* Passage to read:
----------
The Monster Squad (1987)


Directed by Fred Dekker
Written by Shane Black and Fred Dekker
Starring Andre Gower, Robby Kiger, Stephen Macht, Duncan Regehr, and Tom Noonan

The monsters are in a squad but the Monster Squad has no monsters.

The monsters are in a squad but the Monster Squad has no monsters.

In the 1940s, Universal was desperate to keep raking in that sweet monster movie cash but only had a few new monsters in their roster. Sequels weren’t quite doing it, so someone hit on the idea of having a few of them meet. After Frankenstein Meets the Wolf Man met with success, Dracula was tossed into the mix (almost literally) for House of Frankenstein and then House of Dracula. The Mummy was supposed to be worked in somewhere, but that plan never came to fruition. Fortunately, The Monster Squad corrects this oversight.
----------
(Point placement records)
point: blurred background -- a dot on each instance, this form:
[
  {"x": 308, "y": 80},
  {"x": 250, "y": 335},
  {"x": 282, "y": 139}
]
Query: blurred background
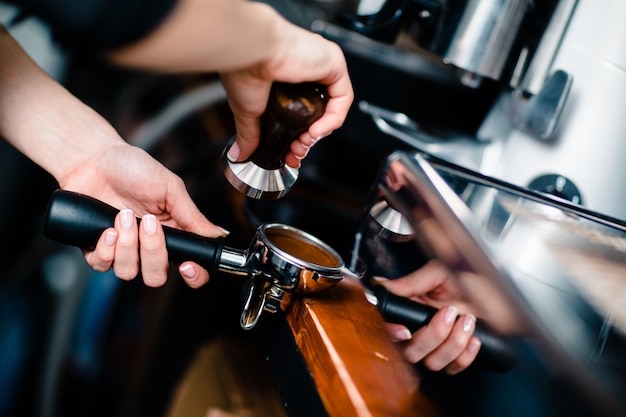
[{"x": 528, "y": 92}]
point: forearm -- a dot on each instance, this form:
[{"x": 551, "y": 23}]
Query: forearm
[
  {"x": 42, "y": 119},
  {"x": 209, "y": 35}
]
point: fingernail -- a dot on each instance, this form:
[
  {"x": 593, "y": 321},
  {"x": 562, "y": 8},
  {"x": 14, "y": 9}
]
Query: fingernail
[
  {"x": 323, "y": 136},
  {"x": 468, "y": 322},
  {"x": 187, "y": 271},
  {"x": 110, "y": 238},
  {"x": 149, "y": 224},
  {"x": 473, "y": 346},
  {"x": 127, "y": 218},
  {"x": 402, "y": 335},
  {"x": 450, "y": 314},
  {"x": 233, "y": 152}
]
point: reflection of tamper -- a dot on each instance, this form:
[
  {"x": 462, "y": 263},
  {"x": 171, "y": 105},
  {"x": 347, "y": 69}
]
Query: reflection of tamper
[{"x": 291, "y": 109}]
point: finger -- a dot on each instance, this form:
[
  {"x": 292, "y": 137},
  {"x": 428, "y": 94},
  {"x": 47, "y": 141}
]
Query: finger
[
  {"x": 466, "y": 358},
  {"x": 101, "y": 258},
  {"x": 126, "y": 262},
  {"x": 454, "y": 345},
  {"x": 419, "y": 282},
  {"x": 398, "y": 332},
  {"x": 194, "y": 275},
  {"x": 428, "y": 338},
  {"x": 186, "y": 214},
  {"x": 152, "y": 251}
]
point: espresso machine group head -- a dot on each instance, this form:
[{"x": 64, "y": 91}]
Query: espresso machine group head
[{"x": 291, "y": 109}]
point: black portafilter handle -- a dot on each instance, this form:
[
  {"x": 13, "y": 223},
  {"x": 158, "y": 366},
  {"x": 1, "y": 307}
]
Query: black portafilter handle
[
  {"x": 79, "y": 220},
  {"x": 496, "y": 352},
  {"x": 291, "y": 110}
]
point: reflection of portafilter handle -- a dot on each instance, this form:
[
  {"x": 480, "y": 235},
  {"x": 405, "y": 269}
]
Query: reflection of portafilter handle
[
  {"x": 291, "y": 109},
  {"x": 496, "y": 353},
  {"x": 79, "y": 220}
]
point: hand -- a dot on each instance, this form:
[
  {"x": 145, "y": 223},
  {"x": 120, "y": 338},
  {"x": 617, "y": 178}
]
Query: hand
[
  {"x": 446, "y": 342},
  {"x": 128, "y": 178},
  {"x": 307, "y": 57}
]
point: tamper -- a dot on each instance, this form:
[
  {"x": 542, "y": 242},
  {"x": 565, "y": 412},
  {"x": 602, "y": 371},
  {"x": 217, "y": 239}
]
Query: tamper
[{"x": 291, "y": 109}]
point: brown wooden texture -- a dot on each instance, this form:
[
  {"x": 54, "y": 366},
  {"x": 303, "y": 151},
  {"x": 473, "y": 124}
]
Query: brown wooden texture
[{"x": 357, "y": 369}]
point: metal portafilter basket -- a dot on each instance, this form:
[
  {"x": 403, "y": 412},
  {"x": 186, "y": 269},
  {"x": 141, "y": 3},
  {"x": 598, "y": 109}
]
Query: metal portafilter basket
[
  {"x": 280, "y": 261},
  {"x": 291, "y": 109}
]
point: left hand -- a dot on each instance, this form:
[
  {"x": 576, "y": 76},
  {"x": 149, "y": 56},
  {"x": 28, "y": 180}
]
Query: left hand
[{"x": 128, "y": 178}]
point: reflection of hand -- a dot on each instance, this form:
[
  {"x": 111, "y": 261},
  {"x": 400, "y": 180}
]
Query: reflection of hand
[
  {"x": 446, "y": 342},
  {"x": 128, "y": 178}
]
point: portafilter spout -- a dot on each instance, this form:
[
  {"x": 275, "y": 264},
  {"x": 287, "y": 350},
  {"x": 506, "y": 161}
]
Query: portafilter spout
[
  {"x": 281, "y": 259},
  {"x": 290, "y": 110}
]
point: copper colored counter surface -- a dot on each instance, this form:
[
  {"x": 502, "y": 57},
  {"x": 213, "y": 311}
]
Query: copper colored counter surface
[{"x": 357, "y": 369}]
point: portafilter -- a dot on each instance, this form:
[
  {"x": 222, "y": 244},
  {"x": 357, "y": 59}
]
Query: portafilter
[{"x": 279, "y": 261}]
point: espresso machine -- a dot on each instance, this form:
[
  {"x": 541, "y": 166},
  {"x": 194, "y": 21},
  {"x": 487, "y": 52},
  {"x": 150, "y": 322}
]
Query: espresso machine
[{"x": 547, "y": 75}]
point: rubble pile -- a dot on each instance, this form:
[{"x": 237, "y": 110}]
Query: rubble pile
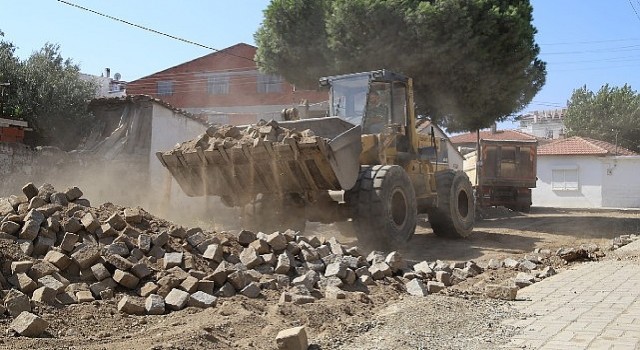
[
  {"x": 229, "y": 136},
  {"x": 58, "y": 250}
]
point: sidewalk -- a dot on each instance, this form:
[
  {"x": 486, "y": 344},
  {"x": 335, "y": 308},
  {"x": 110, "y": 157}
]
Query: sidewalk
[{"x": 592, "y": 306}]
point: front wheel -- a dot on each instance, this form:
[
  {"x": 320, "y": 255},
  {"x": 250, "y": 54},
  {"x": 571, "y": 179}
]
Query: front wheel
[
  {"x": 455, "y": 214},
  {"x": 383, "y": 206}
]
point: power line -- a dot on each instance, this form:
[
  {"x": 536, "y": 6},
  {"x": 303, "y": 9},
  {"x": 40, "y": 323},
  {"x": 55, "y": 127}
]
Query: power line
[
  {"x": 634, "y": 10},
  {"x": 152, "y": 30}
]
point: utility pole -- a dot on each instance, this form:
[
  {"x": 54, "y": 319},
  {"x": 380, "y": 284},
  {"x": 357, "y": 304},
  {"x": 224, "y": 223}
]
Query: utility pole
[{"x": 2, "y": 87}]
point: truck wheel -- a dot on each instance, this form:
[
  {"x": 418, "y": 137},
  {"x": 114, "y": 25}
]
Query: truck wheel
[
  {"x": 454, "y": 216},
  {"x": 268, "y": 213},
  {"x": 384, "y": 206}
]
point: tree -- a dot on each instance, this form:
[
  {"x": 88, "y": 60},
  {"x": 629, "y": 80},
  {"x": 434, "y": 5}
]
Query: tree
[
  {"x": 48, "y": 92},
  {"x": 474, "y": 62},
  {"x": 612, "y": 114}
]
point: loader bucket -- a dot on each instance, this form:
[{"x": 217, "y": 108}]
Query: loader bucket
[{"x": 327, "y": 160}]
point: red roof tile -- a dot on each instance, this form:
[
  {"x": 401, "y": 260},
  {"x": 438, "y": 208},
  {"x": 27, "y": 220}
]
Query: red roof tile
[
  {"x": 500, "y": 135},
  {"x": 582, "y": 146}
]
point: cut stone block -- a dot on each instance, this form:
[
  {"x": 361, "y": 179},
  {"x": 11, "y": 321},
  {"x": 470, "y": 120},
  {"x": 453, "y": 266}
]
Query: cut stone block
[
  {"x": 126, "y": 279},
  {"x": 176, "y": 299},
  {"x": 292, "y": 339},
  {"x": 202, "y": 300},
  {"x": 29, "y": 325},
  {"x": 172, "y": 259},
  {"x": 131, "y": 306},
  {"x": 154, "y": 304}
]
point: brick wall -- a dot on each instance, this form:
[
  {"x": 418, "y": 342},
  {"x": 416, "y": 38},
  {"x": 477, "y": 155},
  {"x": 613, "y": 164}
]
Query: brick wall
[{"x": 226, "y": 82}]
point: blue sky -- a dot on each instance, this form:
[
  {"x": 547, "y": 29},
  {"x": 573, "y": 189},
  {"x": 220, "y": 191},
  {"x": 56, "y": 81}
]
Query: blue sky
[{"x": 584, "y": 42}]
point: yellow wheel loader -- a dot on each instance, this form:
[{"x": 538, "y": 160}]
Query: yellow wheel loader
[{"x": 364, "y": 164}]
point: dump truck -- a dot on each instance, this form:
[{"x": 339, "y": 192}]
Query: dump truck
[
  {"x": 363, "y": 165},
  {"x": 507, "y": 173}
]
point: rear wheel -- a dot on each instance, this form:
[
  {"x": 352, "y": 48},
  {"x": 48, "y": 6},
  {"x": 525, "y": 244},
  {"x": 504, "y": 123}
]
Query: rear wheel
[
  {"x": 455, "y": 214},
  {"x": 269, "y": 213},
  {"x": 383, "y": 204}
]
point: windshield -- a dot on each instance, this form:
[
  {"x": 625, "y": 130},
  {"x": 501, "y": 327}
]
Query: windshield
[{"x": 348, "y": 98}]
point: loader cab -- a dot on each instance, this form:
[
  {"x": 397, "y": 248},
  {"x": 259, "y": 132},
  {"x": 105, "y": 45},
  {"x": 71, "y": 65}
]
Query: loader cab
[{"x": 374, "y": 100}]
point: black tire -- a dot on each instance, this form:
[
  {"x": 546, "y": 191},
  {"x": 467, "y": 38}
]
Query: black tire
[
  {"x": 384, "y": 208},
  {"x": 268, "y": 213},
  {"x": 454, "y": 217}
]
----------
Please carry on with the review of The Monster Squad from where it stops. The records aren't needed here.

* Answer below:
An opening crawl tells us that Abraham Van Helsing and his companions failed to stop the forces of darkness. In fact, it states that they screwed up, so you know it’s a comedy. Then the film shows them using a gem to open a vortex while being attacked by Dracula and a few corpses, so you know that there are actual stakes. A hundred years later, because fate likes big round numbers, Dracula brings the Frankenstein Monster to a quiet California suburb where Van Helsing’s friends have hidden the gem. Once there, he summons the Gillman (a reworking of the Creature from the Black Lagoon) and Mummy (conveniently on display at a nearby museum) and seems to inspire spontaneous lycanthropy in the poor bastard who becomes the Wolf Man. It’s up to a handful of kids and a concentration camp survivor to finish the job for Van Helsing.

The first ritual fails when the spell-reader is pulled into the vortex.

The first ritual fails when the spell-reader is pulled into the vortex.

The creature effects are fairly good — better than they needed to be really. Stan Winston and crew did a spectacular job of re-imagining the monsters. The Mummy is emaciated and worn, Gillman has a face like an angler fish, and Frankenstein’s Monster is years ahead of its time in expressing humanity while still harkening back to Karloff. Sure, Wolf Man looks goofy, and Gillman is kind of stiff, but there is genuine affection that shows in the redesigns. Even Dracula looks fresh, and how do you manage that with the sheer volume of portrayals?

Dracula startles the crew of a small plane.

Dracula startles the crew of a small plane.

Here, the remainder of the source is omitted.